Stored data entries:
- - -
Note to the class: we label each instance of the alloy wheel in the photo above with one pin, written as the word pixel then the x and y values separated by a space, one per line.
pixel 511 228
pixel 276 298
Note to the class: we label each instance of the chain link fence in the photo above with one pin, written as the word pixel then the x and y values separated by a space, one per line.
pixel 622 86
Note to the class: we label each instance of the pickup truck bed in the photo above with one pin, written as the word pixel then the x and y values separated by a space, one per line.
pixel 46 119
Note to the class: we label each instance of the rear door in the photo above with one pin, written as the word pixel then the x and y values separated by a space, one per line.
- - -
## WHAT THE TASK ASKS
Every line in the records has to be written out again exactly.

## WRITTEN SOLUTION
Note to the class: we label each instance of the alloy wheel in the photo above with one pin, written as the word pixel then the x and y values separated by a space, one per line.
pixel 511 228
pixel 276 298
Note to the class: we label each instance of the chain link fence in the photo above with one pin, written as the word pixel then the x and y values separated by a space, one per line.
pixel 622 86
Note to the class: we label each instance of the pickup truck bed in the photo above with one pin, written as the word pixel then the x and y values separated by a space, one per line.
pixel 46 119
Note to the class: we label each instance of the rear door in the photo above with one pin, written as the word pixel then the x and y values separated by a space, one per line.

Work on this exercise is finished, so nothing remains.